**MATERIALS PROVIDED:**

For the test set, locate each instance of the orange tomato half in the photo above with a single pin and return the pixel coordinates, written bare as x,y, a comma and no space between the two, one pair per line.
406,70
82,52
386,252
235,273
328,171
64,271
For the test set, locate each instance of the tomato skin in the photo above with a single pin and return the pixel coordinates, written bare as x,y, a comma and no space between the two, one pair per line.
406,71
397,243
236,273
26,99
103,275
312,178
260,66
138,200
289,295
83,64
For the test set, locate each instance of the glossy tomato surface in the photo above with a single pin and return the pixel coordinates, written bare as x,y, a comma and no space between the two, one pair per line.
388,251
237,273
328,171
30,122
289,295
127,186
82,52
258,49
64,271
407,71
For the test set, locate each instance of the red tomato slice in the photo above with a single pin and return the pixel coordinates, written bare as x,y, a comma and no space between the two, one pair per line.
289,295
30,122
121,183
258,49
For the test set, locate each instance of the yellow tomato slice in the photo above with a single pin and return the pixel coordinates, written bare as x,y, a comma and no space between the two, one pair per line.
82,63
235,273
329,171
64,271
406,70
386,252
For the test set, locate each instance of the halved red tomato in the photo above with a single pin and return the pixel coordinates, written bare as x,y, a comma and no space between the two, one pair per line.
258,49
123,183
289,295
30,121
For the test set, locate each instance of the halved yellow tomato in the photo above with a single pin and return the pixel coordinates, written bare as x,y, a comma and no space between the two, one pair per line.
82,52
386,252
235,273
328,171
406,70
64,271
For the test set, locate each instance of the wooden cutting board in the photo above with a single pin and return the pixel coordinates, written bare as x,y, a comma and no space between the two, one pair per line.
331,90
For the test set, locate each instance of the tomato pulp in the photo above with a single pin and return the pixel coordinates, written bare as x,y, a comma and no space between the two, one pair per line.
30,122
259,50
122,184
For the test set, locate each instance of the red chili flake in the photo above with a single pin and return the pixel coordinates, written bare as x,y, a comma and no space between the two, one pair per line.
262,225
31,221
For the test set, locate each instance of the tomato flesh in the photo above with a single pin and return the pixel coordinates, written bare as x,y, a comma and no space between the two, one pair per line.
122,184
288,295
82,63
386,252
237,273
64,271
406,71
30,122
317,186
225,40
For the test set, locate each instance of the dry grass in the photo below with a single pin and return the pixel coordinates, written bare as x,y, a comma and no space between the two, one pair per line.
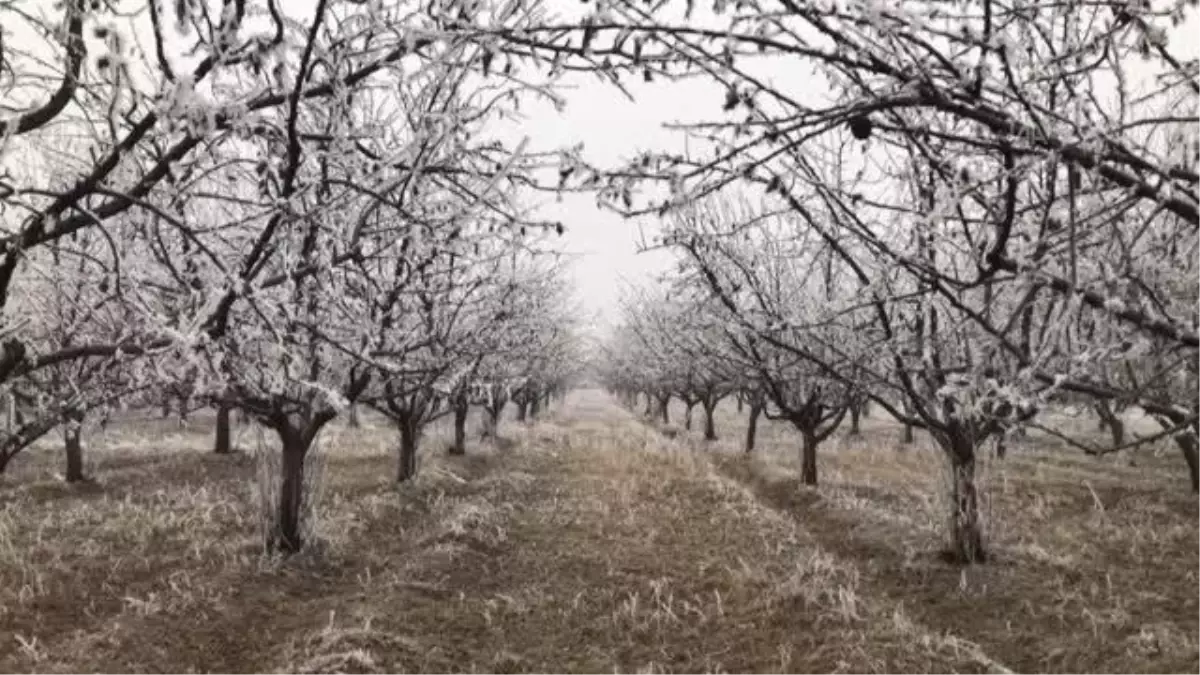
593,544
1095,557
...
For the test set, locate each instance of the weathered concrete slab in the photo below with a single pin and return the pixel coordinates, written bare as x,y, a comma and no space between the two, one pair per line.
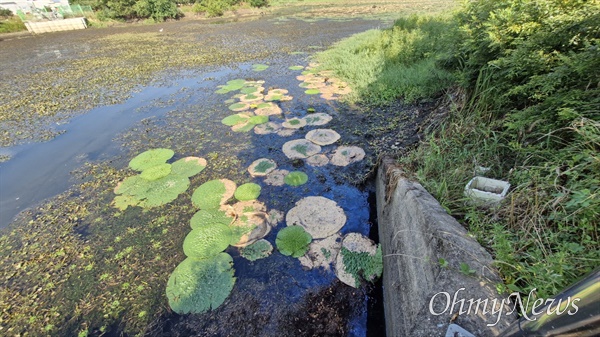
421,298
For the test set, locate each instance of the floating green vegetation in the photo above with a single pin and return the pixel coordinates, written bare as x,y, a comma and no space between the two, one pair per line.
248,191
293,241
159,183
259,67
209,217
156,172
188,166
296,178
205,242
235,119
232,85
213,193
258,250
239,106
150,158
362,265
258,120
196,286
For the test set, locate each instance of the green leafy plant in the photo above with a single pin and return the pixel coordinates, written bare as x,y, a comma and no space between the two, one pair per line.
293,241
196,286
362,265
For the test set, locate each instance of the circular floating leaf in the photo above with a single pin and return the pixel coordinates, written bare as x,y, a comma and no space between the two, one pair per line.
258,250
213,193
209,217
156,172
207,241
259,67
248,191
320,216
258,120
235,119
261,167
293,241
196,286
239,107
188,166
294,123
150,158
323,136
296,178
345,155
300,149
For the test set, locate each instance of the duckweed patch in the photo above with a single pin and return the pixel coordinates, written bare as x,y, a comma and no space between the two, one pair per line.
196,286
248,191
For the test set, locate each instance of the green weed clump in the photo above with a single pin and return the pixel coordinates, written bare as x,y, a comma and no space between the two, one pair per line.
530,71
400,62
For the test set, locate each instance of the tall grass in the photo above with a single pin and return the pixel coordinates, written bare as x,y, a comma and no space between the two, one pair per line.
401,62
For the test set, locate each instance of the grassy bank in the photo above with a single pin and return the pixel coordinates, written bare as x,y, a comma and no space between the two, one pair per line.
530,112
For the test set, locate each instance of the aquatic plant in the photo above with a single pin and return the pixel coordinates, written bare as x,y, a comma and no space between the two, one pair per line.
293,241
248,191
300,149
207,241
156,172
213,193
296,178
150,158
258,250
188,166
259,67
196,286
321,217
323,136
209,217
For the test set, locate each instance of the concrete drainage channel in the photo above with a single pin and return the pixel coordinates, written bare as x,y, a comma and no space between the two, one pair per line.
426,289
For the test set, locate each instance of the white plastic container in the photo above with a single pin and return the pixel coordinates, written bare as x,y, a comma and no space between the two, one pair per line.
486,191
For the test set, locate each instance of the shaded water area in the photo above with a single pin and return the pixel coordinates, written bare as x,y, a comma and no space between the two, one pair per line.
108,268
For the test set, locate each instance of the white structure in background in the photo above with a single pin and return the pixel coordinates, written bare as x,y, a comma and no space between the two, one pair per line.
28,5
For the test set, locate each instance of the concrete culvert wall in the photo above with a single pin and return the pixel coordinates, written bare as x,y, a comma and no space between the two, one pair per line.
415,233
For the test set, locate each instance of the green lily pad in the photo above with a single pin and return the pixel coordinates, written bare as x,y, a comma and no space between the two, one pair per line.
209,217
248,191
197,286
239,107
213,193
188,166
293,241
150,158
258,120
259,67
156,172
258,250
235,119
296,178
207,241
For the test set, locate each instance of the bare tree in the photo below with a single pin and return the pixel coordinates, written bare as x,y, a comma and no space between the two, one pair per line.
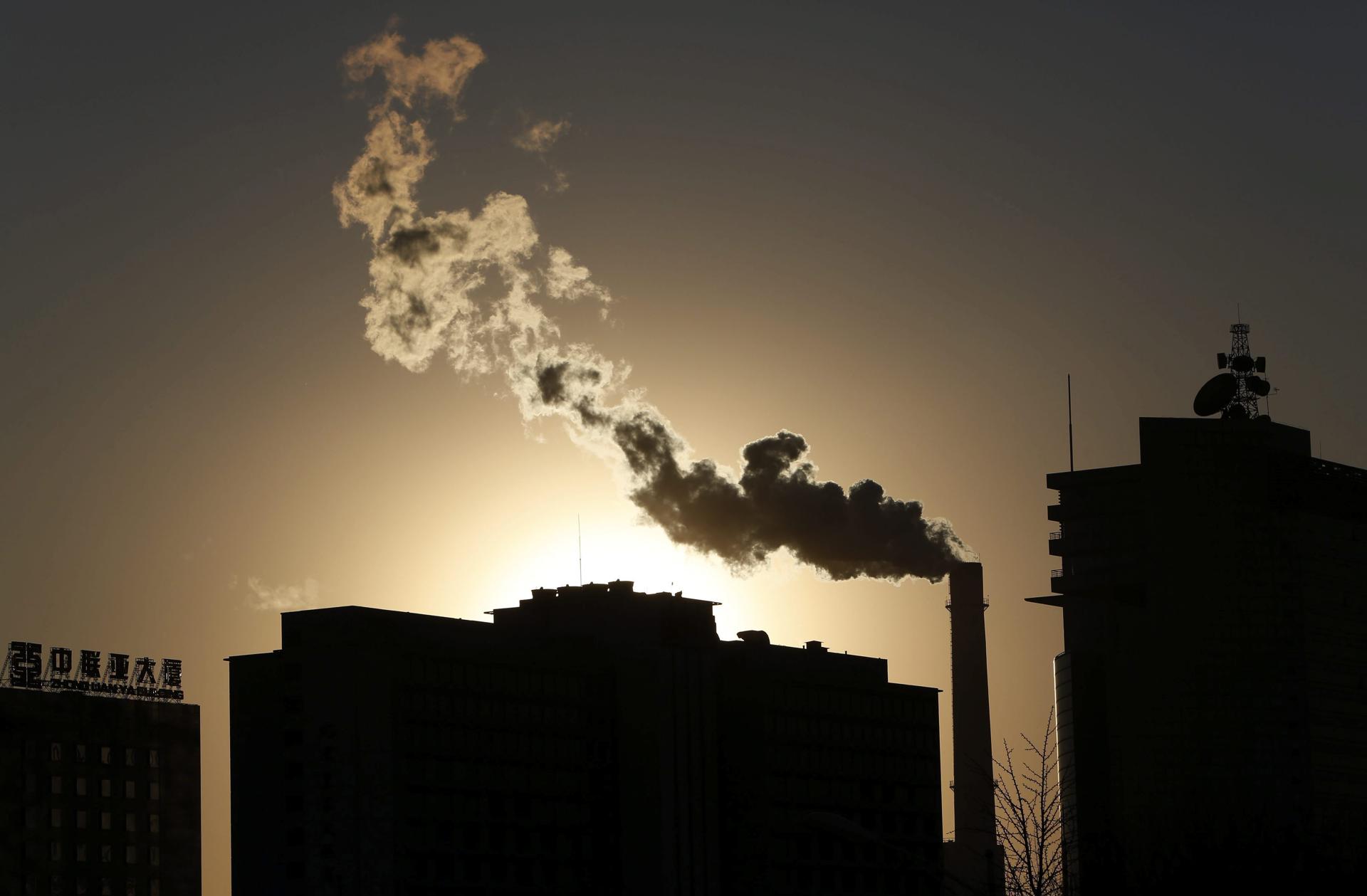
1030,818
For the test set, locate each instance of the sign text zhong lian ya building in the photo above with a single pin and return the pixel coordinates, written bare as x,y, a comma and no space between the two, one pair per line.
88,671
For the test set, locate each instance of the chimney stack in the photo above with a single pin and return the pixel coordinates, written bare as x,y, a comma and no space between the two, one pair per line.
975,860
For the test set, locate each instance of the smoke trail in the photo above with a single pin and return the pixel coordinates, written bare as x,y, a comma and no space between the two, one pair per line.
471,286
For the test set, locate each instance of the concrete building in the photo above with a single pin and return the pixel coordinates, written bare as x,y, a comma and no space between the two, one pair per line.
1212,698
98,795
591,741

**EXERCISE GOAL:**
How many lines in the records contain the string "slab"? Case counts. Reply with the number alone.

**RESPONSE FOR THIS EXERCISE:**
1